* _Exercise goal_: What you give back must match the data below character for character.

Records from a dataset
═══
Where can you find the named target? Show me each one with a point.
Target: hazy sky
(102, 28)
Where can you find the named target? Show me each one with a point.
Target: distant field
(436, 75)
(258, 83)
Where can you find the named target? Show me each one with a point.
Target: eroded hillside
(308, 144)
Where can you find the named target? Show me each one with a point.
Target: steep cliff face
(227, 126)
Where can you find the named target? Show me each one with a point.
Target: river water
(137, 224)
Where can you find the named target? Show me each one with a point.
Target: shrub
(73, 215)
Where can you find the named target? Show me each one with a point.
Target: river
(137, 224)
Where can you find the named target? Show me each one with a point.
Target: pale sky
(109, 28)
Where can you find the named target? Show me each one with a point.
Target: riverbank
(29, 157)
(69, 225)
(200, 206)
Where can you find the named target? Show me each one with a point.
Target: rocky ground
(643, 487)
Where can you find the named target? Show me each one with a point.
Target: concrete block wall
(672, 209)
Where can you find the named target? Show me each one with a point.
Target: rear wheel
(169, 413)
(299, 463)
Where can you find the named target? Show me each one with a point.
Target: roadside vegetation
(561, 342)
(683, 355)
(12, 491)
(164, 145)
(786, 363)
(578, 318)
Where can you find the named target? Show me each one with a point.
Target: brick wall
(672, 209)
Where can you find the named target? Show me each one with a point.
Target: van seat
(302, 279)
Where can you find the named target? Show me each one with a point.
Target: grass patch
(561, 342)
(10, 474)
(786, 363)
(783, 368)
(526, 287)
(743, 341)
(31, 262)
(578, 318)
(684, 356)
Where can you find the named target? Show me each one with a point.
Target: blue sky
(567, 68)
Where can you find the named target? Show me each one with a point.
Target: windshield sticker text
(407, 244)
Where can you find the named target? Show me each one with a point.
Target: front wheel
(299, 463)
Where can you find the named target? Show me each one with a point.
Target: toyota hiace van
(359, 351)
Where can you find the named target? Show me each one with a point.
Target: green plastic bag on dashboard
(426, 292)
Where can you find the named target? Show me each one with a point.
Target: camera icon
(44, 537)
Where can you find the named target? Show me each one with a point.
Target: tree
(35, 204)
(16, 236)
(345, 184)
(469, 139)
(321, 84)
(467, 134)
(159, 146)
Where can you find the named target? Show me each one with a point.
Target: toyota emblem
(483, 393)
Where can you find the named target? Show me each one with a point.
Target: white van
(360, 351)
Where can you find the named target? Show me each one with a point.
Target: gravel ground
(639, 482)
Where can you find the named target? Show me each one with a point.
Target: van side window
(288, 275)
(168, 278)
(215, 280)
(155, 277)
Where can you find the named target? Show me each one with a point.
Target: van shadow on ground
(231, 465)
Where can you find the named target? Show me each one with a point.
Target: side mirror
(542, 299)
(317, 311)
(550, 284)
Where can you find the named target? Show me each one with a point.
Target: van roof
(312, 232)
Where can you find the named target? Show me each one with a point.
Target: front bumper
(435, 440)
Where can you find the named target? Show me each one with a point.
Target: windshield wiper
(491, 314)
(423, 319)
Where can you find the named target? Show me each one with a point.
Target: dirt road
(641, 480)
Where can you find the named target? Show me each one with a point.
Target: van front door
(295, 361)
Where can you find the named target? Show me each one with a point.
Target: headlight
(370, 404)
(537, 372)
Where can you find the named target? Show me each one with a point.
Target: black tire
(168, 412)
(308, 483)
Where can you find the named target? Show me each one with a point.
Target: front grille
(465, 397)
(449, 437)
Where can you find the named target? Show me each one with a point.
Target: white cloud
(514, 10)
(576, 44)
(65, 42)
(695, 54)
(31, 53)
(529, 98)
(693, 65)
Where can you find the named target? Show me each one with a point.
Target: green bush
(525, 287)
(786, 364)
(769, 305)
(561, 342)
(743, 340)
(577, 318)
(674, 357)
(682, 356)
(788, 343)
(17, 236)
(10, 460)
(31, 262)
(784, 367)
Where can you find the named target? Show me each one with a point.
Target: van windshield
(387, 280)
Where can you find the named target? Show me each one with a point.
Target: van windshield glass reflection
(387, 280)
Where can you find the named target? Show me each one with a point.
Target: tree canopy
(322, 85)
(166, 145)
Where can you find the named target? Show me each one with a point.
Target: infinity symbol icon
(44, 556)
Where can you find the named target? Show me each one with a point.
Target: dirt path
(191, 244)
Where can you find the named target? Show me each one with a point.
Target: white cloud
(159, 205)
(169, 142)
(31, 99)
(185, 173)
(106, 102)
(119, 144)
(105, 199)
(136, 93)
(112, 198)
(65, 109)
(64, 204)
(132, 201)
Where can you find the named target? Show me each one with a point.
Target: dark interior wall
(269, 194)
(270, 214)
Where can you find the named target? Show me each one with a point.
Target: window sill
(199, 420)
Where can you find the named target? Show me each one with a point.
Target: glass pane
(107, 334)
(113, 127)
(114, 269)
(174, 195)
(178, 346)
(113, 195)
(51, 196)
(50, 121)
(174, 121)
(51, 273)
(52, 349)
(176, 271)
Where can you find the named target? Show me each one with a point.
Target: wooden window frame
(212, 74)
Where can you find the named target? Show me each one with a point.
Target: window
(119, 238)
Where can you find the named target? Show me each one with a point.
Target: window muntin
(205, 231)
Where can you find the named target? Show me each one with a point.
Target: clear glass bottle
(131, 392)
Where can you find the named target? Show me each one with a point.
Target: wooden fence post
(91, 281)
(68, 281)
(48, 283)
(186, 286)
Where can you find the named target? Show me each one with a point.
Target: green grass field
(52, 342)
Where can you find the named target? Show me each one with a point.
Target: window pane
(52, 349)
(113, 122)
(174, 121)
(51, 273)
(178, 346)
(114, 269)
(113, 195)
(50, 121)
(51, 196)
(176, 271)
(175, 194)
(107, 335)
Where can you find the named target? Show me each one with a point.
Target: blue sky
═══
* _Result_:
Where can you find the named target? Show me each one with a point.
Target: hazy sky
(102, 28)
Where can you find the named target? Show me each one with a point.
Target: distant field
(436, 75)
(258, 83)
Where can you find the named target? Show me each one with a point.
Target: eroded hillside
(308, 144)
Where can you find the named target? Show me each one with a point.
Target: steep cliff face
(227, 126)
Where can you find the named target? Show me each one with a point.
Target: river water
(137, 224)
Where can you find the named target? Show me each one with a point.
Target: shrub
(73, 215)
Where can you find the named target? Show me each one with a point.
Target: river
(137, 224)
Where can you find the named target? Show me each one with a point.
Target: pale sky
(109, 28)
Where can you find the named target? Show me each one with a point.
Target: riverbank
(29, 157)
(69, 225)
(200, 206)
Where can you find the named target? Show me each one with a point.
Target: rocky ground
(643, 487)
Where can you find the named target? Show me each one with a point.
Target: concrete block wall
(672, 209)
Where can you find the named target? Show me each one with a point.
Target: rear wheel
(169, 413)
(299, 463)
Where can you find the named target? Show me each one with a point.
Target: roadside vegetation
(561, 342)
(683, 355)
(12, 491)
(164, 145)
(786, 363)
(578, 318)
Where can you find the named target? Show me each one with a point.
Target: brick wall
(672, 209)
Where can you find the named target? Show me each one with a point.
Target: van seat
(302, 279)
Where can you find the named target? Show me each one with a point.
Target: grass patch
(561, 342)
(10, 474)
(786, 363)
(783, 368)
(526, 287)
(743, 341)
(31, 262)
(578, 318)
(684, 356)
Where can you find the named target? Show me each one with a point.
Target: blue sky
(567, 68)
Where can you find the named target? Show me each one with a point.
Target: windshield sticker text
(407, 244)
Where can you find the named target? Show me each one with a point.
Target: front wheel
(299, 463)
Where can you find the named target? Show me each one with a point.
Target: toyota hiace van
(359, 351)
Where can you find the named target? Show me each one with a point.
Target: green plastic bag on dashboard
(426, 292)
Where can you find the named target? Show me each one with a point.
Target: camera icon
(44, 537)
Where can you find the named target? Show me each one with a point.
Target: tree
(35, 204)
(16, 236)
(345, 184)
(469, 139)
(321, 84)
(467, 134)
(159, 146)
Where can you find the named target? Show me each one with a point.
Target: toyota emblem
(483, 393)
Where can you find the named target? Show me each one with a point.
Target: white van
(360, 351)
Where can you find the named target? Show me each one with a point.
Target: gravel ground
(639, 482)
Where can you find the named target? Show me each one with a point.
Target: van side window
(288, 275)
(168, 278)
(215, 280)
(155, 277)
Where can you find the named target? Show me each one with a point.
Target: van shadow on ground
(231, 465)
Where can you find the named target? Show me each one with a point.
Target: side mirror
(542, 299)
(317, 311)
(550, 284)
Where can you find the named target? Show me each one with a point.
Target: van roof
(312, 232)
Where can you find the named target? Show me each one with a point.
Target: front bumper
(435, 440)
Where can you find the named target? Show me each one with a point.
Target: windshield wiper
(491, 314)
(423, 319)
Where can you find the named target? Show me each one with a point.
Target: dirt road
(641, 480)
Where can you find the named target? Show me each one with a point.
Target: van front door
(295, 361)
Where can you find the named target? Show me each one with a point.
Target: headlight
(370, 404)
(537, 372)
Where can you find the named target? Show me each one with a point.
Target: black tire
(168, 412)
(308, 483)
Where can you find the named target? Show me each one with a point.
Target: front grille
(465, 397)
(449, 437)
Where can you find the named target? Show me each one with a point.
Target: white cloud
(514, 10)
(576, 44)
(65, 42)
(695, 54)
(31, 53)
(529, 98)
(693, 65)
Where can you find the named target? Show me each one with a point.
Target: green bush
(525, 287)
(786, 364)
(769, 305)
(561, 342)
(743, 340)
(577, 318)
(674, 357)
(682, 356)
(788, 343)
(17, 236)
(10, 460)
(31, 262)
(784, 367)
Where can you find the named target? Show me each one with a point.
Target: van windshield
(387, 280)
Where can you find the named target? Show me each one with a point.
Target: van windshield glass reflection
(387, 280)
Where can you find the named target? Show me each one with a point.
Target: tree canopy
(322, 85)
(166, 145)
Where can you find the named target? Show me each one with a point.
Target: infinity symbol icon
(44, 556)
Where can you find the named target? Show me each one with a point.
Target: dirt path
(191, 244)
Where can you find the named target? Show me each one with a point.
Target: white cloud
(159, 205)
(169, 142)
(31, 99)
(185, 173)
(106, 102)
(119, 144)
(105, 199)
(136, 93)
(112, 198)
(65, 109)
(64, 204)
(132, 201)
Where can you find the named target? Show me each one with a point.
Target: dark interior wall
(269, 194)
(270, 214)
Where can you find the named target? Show me each one with a point.
Target: window sill
(199, 420)
Where can you find the named target? Show me each one with a point.
Target: glass pane
(107, 334)
(113, 127)
(114, 269)
(174, 195)
(178, 346)
(113, 195)
(51, 196)
(50, 121)
(174, 121)
(51, 273)
(52, 349)
(176, 271)
Where can you find the named target? Show me each one with a point.
Target: wooden window frame
(212, 74)
Where can you find the named target? Show me each one with a point.
Target: window
(119, 238)
Where can you find the named target? Show me each one with a point.
Target: window muntin
(205, 231)
Where can you find the named target? Show me each one with a point.
Target: clear glass bottle
(131, 392)
Where can you find the named target? Show me each one with a point.
Target: wooden fence post
(91, 281)
(68, 281)
(48, 283)
(186, 286)
Where can you find the named target? Show me each one with a point.
Target: green grass field
(52, 342)
Where can you find the named target? Show me each one with a point.
Target: window pane
(52, 349)
(113, 122)
(174, 121)
(51, 273)
(178, 346)
(114, 269)
(113, 195)
(50, 121)
(51, 196)
(176, 271)
(175, 194)
(107, 335)
Where can you find the named target? Show me each one with a point.
Target: blue sky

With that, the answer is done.